◆ Objective:
Transcribe all the records with complete accuracy.

— Start of Dataset entries —

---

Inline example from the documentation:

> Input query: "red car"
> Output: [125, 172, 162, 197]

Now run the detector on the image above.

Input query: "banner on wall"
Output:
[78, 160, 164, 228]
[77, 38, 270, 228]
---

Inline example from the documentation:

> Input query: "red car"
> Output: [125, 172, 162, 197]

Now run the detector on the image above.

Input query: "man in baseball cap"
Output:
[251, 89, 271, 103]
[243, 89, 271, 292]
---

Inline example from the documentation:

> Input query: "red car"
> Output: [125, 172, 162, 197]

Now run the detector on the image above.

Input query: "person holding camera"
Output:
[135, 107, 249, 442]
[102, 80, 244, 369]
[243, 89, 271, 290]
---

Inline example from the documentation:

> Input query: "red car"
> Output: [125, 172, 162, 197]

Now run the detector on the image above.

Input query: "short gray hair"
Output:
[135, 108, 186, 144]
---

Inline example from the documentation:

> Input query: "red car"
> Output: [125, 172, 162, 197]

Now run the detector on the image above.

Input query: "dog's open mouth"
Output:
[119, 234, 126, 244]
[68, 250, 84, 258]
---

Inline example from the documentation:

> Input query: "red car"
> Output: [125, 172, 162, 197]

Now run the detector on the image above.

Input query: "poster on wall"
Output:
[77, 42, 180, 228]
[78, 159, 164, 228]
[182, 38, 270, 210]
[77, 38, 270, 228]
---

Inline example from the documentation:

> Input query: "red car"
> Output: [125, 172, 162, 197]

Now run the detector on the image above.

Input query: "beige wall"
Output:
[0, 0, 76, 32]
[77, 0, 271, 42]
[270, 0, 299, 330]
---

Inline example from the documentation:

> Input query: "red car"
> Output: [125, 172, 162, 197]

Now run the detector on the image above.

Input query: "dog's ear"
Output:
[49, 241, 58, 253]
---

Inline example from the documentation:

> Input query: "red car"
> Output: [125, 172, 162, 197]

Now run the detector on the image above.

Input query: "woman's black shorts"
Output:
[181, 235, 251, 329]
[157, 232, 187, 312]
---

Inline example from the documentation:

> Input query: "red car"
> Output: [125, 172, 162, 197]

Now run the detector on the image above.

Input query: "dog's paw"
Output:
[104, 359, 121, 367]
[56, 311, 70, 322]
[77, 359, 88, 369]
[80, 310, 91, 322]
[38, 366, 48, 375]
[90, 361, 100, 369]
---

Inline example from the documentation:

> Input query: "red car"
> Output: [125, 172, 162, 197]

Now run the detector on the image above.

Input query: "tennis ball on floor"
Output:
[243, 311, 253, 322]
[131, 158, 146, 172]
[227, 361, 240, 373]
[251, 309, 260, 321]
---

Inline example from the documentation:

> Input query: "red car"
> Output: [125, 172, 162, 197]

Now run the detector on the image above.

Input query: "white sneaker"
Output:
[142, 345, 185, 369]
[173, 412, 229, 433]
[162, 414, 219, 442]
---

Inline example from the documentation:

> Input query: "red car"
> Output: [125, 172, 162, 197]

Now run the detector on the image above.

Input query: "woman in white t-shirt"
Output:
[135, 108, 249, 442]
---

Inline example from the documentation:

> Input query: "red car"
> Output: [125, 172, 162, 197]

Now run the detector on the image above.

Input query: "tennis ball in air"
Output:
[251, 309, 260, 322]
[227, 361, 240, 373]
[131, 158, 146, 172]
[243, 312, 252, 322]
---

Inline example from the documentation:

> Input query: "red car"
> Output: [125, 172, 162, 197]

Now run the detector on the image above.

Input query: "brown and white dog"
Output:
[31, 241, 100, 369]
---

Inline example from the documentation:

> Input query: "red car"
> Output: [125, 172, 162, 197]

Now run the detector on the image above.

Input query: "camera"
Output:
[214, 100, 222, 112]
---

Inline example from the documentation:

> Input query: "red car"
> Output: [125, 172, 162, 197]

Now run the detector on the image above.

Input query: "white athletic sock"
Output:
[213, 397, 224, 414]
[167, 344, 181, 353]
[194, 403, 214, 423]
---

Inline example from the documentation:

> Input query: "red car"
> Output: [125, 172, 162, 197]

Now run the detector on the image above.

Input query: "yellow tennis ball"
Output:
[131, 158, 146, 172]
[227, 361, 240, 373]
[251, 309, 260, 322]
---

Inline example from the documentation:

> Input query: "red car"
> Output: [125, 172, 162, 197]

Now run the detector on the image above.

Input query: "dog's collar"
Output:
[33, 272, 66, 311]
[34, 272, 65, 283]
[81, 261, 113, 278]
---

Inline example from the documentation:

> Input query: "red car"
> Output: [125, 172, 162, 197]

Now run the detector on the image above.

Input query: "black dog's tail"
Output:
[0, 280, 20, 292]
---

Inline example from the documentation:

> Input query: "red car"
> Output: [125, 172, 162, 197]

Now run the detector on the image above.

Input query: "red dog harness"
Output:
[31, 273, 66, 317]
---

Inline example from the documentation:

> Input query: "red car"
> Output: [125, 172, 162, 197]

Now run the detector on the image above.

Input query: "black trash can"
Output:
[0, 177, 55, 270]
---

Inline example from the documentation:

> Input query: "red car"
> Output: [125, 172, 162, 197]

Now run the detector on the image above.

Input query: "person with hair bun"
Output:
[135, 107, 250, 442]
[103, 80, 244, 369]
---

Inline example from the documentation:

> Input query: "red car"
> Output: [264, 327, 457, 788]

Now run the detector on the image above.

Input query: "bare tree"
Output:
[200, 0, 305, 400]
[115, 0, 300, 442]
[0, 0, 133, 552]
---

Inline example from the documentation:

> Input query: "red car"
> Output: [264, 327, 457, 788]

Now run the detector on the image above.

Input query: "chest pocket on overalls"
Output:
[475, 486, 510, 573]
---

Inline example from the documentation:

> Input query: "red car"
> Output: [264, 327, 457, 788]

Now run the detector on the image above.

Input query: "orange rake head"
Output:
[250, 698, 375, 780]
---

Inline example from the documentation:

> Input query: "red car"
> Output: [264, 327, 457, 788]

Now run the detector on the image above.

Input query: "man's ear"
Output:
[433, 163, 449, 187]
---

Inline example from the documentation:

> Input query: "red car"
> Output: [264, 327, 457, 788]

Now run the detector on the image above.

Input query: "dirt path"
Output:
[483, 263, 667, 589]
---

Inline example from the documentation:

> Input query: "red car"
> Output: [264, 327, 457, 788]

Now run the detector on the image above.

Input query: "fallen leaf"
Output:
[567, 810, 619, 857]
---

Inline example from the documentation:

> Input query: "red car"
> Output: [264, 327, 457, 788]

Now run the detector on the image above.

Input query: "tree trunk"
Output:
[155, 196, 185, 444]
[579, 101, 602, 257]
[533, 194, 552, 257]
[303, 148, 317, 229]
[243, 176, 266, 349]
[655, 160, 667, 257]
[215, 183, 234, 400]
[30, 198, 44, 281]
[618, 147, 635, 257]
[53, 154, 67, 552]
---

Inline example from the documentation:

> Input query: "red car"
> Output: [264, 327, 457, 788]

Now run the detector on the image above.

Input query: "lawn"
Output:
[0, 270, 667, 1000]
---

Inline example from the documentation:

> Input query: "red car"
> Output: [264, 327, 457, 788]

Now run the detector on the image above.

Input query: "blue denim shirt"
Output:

— End of Dataset entries —

◆ Written solution:
---

Inline example from the documentation:

> Input query: "red car"
> Output: [125, 172, 162, 197]

Now run the detector on the image above.

Input query: "banner on wall"
Output:
[78, 160, 164, 228]
[77, 38, 270, 228]
---

Inline example from the documentation:

> Input query: "red car"
> Output: [125, 172, 162, 197]

Now run the detector on the image above.

Input query: "man in baseball cap"
Output:
[251, 89, 271, 103]
[243, 89, 271, 292]
---

Inline example from the documentation:

> Input query: "red car"
> Output: [125, 172, 162, 197]

Now run the detector on the image above.

Input query: "person holding camera"
Output:
[135, 107, 249, 442]
[102, 80, 244, 369]
[243, 89, 271, 290]
---

Inline example from the documentation:

> Input query: "red car"
> Output: [125, 172, 162, 197]

Now run the detector on the image above.

Input query: "short gray hair"
Output:
[135, 108, 186, 144]
---

Inline example from the documentation:

> Input query: "red car"
> Output: [125, 172, 162, 197]

Now run the detector on the image above.

Input query: "dog's open mouth"
Output:
[119, 234, 126, 244]
[68, 250, 84, 258]
---

Inline example from the documentation:

> Input query: "red car"
> Output: [125, 172, 162, 197]

Now run the detector on the image above.

Input query: "poster on wall"
Output:
[77, 42, 180, 228]
[78, 159, 164, 228]
[182, 38, 270, 210]
[77, 38, 270, 228]
---

Inline example from the documentation:

> Input query: "red car"
> Output: [125, 172, 162, 197]

Now run the detector on the image above.

Input query: "beige wall"
Output:
[0, 0, 76, 32]
[77, 0, 271, 42]
[270, 0, 299, 330]
---

Inline example from the documentation:

> Input query: "red car"
> Output: [125, 172, 162, 197]

Now run the detector on the image above.

Input query: "dog's ear"
Output:
[49, 241, 58, 253]
---

Inline example from the documentation:

> Input query: "red car"
> Output: [125, 172, 162, 197]

Now run the detector on the image above.

Input query: "woman's black shorts"
Output:
[181, 235, 251, 329]
[157, 232, 187, 312]
---

Inline example from the documentation:

> Input query: "red car"
> Output: [125, 172, 162, 197]

Now run the detector on the image above.

Input query: "dog's paw"
Output:
[104, 359, 121, 367]
[56, 311, 70, 322]
[77, 359, 88, 369]
[80, 310, 91, 322]
[38, 366, 48, 375]
[90, 361, 100, 369]
---

Inline example from the documentation:

> Input query: "red car"
> Output: [125, 172, 162, 197]

Now run the detector on the image above.

Input query: "tennis ball on floor"
Output:
[243, 311, 253, 322]
[131, 158, 146, 172]
[227, 361, 240, 373]
[251, 309, 260, 321]
---

Inline example from the documentation:

> Input query: "red car"
> Output: [125, 172, 162, 197]

Now run the detector on the image above.

Input query: "white sneaker"
Output:
[142, 345, 185, 369]
[173, 412, 229, 433]
[162, 414, 219, 442]
---

Inline example from the documentation:

> Input query: "red car"
> Output: [125, 172, 162, 197]

Now run the detector on the image above.

Input query: "woman in white t-shirt"
Output:
[135, 108, 249, 442]
---

Inline example from the documentation:

> Input query: "red car"
> Output: [125, 172, 162, 197]

Now run the detector on the image above.

Input query: "tennis ball in air"
Output:
[251, 309, 260, 322]
[227, 361, 240, 373]
[131, 158, 146, 172]
[243, 312, 252, 322]
---

Inline example from the documentation:

> Input query: "red car"
> Output: [125, 172, 162, 197]

Now run the detector on the image above.

Input query: "brown and white dog"
Output:
[31, 241, 100, 369]
---

Inline example from the documentation:

> Input query: "red car"
> Output: [125, 172, 162, 197]

Now run the detector on the image above.

Input query: "camera"
Output:
[214, 100, 222, 112]
---

Inline example from the documentation:

> Input query: "red car"
> Output: [125, 172, 162, 197]

Now run the detector on the image above.

Input query: "white athletic sock"
Output:
[213, 397, 224, 414]
[167, 344, 181, 353]
[194, 403, 214, 423]
---

Inline example from the documentation:

> Input query: "red car"
> Output: [125, 172, 162, 197]

Now run the detector on the image above.

Input query: "yellow tennis ball"
Output:
[131, 158, 146, 172]
[227, 361, 240, 373]
[251, 309, 260, 322]
---

Inline example from the documentation:

> Input query: "red car"
> Output: [125, 172, 162, 197]

Now run the detector on the image above.

Input query: "dog's collar"
Output:
[33, 272, 66, 311]
[34, 272, 65, 283]
[81, 261, 113, 278]
---

Inline example from the documentation:

> Input query: "red car"
> Output: [125, 172, 162, 197]

Now run the detector on the image above.

Input query: "black dog's tail"
Output:
[0, 280, 20, 292]
---

Inline example from the documentation:

> Input query: "red car"
> Output: [125, 172, 162, 197]

Now run the detector on the image above.

Input query: "red dog harness"
Output:
[31, 273, 66, 317]
---

Inline example from the documentation:

> Input query: "red car"
> Output: [125, 172, 162, 197]

Now run the detector on the image above.

Input query: "black trash can"
Output:
[0, 177, 55, 270]
---

Inline example from the documentation:

> Input query: "red car"
> Output: [125, 172, 162, 197]

Now run the detector on the image above.

Input query: "person with hair bun"
Output:
[135, 107, 250, 442]
[103, 80, 244, 369]
---

Inline example from the documentation:

> Input query: "red car"
> Output: [264, 327, 457, 788]

Now run the detector on the image above.

Input query: "bare tree"
Output:
[200, 0, 305, 400]
[115, 0, 300, 442]
[0, 0, 133, 552]
---

Inline example from the documentation:

> Input query: "red car"
> Output: [264, 327, 457, 788]

Now run the detector on the image above.

Input query: "chest pocket on overalls"
Output:
[475, 486, 510, 573]
---

Inline example from the documentation:

> Input query: "red car"
> Output: [264, 327, 457, 788]

Now run the detector on the image above.

Input query: "orange rake head"
Output:
[250, 698, 375, 780]
---

Inline example from the documentation:

> Input query: "red car"
> Output: [264, 327, 457, 788]

Now run the detector on the image above.

Input query: "man's ear"
Output:
[433, 163, 449, 187]
---

Inline example from the documentation:

> Input query: "red car"
> Output: [264, 327, 457, 788]

Now run the detector on the image above.

Input query: "dirt path"
Output:
[483, 263, 667, 589]
---

Inline example from the documentation:

> Input query: "red car"
> Output: [264, 327, 457, 788]

Now run the detector on the image above.

Input query: "fallen leaf"
Output:
[567, 810, 619, 857]
---

Inline example from the documentation:

> Input query: "red car"
> Output: [264, 327, 457, 788]

Now run the detector on the image above.

Input query: "tree trunk"
Output:
[155, 196, 185, 444]
[579, 101, 602, 257]
[533, 194, 552, 257]
[303, 148, 317, 229]
[243, 176, 266, 349]
[655, 160, 667, 257]
[215, 183, 234, 400]
[30, 198, 44, 281]
[618, 147, 635, 257]
[53, 154, 67, 552]
---

Inline example from the documentation:

> Input query: "red car"
> Output: [264, 327, 457, 788]

Now run the detector on the image above.

Input query: "lawn"
Output:
[0, 270, 667, 1000]
---

Inline example from the documentation:

> Input query: "red car"
> Output: [264, 327, 457, 788]

Now run the detector on the image above.

Input query: "blue denim shirt"
Output:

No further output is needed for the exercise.